[TEXT EXCERPT]:
Martin explains at the beginning that it’s an expanded form of a talk he gave at New Ways Ministry, “a group that ministers to and advocates for LGBT Catholics.” There’s also a section of bible passages Martin has found especially relevant in his work on this topic, with reflection questions, and “A Prayer for When I Feel Rejected” which Martin wrote. Each section is interesting in its own way. The premise of the essay is found in the book’s subtitle — Martin calls on the church and the people in it, in particular the LGBT community and those who accompany them, to “enter into a relationship of respect, compassion and sensitivity.” The phrase comes from the Catechism of the Catholic Church section on how Catholics should treat homosexuals, but the idea is to foster genuine mutual understanding.

It’s challenging to consider that Martin calls on LGBT people to treat the church the same way — some people would say that the church, as an institution, doesn’t deserve respect, compassion and sensitivity when it’s done so much psychological harm to LGBT people over the long term. Martin acknowledges this and suggests it’s still possible to build a bridge. He gives concrete examples, such as praying to see a person as God sees them when that person’s views or actions seem impossible to respect or feel compassionate towards. Martin also calls on church leaders to take a strong stand, through public statements as well as individual actions, against the mistreatment of LGBT people. He goes so far as to say this is a moral imperative, and he calls out by name the relatively few bishops who have spoken up in this way.

This brief book is sure to provoke both progressive and conservative people, but that’s the via media for you. Martin would have made a good Anglican. I like the metaphor of building a bridge and reminding people that reconciliation is a two way street. I found the bible study section, and the invitation to consider the scriptures through our imaginations in the Ignatian way, placing ourselves in the stories, very interesting. I hope this book makes a difference; I have my doubts that it will institutionally, but think it’s more likely to change hearts and minds on a person to person level.

Stored data entries:
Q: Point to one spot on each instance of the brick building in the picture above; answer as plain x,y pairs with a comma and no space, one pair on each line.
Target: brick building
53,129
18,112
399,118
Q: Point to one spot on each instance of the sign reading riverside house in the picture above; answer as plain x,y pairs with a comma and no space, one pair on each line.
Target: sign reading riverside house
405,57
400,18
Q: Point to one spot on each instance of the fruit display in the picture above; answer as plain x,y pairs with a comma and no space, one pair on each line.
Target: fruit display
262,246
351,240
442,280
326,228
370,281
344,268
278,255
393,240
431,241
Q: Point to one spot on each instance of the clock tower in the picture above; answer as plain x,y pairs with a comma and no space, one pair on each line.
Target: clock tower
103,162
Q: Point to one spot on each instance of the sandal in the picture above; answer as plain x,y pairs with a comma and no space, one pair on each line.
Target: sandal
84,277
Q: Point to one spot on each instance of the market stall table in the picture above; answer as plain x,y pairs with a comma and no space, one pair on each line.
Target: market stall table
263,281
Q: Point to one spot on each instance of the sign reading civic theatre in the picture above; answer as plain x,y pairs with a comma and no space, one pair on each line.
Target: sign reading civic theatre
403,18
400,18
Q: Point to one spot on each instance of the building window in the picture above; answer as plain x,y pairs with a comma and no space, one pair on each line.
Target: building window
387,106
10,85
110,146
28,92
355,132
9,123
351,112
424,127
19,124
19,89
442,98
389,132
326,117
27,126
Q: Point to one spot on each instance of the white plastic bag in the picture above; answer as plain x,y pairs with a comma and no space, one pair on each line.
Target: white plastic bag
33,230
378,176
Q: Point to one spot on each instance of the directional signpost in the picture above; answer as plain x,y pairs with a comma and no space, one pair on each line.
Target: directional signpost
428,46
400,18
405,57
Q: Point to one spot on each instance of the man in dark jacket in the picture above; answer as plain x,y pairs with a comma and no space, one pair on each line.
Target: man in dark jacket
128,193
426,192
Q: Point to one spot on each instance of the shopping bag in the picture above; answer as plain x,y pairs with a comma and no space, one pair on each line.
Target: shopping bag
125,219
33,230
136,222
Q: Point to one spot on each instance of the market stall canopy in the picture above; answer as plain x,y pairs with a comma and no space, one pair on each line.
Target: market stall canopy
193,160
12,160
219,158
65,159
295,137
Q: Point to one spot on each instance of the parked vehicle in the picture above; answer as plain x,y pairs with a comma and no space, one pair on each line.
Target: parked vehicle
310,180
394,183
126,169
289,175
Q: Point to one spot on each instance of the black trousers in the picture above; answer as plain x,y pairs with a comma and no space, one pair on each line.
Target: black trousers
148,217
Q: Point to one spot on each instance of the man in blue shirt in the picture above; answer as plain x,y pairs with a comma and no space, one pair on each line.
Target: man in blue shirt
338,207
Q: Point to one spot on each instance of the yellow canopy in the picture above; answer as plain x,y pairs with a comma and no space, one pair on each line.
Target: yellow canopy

[GOAL OF THE EXERCISE]: Please set down the part of the book review from "It’s challenging to" to "in this way.", copying it word for word.

[OUTPUT FOR THIS EXERCISE]:
It’s challenging to consider that Martin calls on LGBT people to treat the church the same way — some people would say that the church, as an institution, doesn’t deserve respect, compassion and sensitivity when it’s done so much psychological harm to LGBT people over the long term. Martin acknowledges this and suggests it’s still possible to build a bridge. He gives concrete examples, such as praying to see a person as God sees them when that person’s views or actions seem impossible to respect or feel compassionate towards. Martin also calls on church leaders to take a strong stand, through public statements as well as individual actions, against the mistreatment of LGBT people. He goes so far as to say this is a moral imperative, and he calls out by name the relatively few bishops who have spoken up in this way.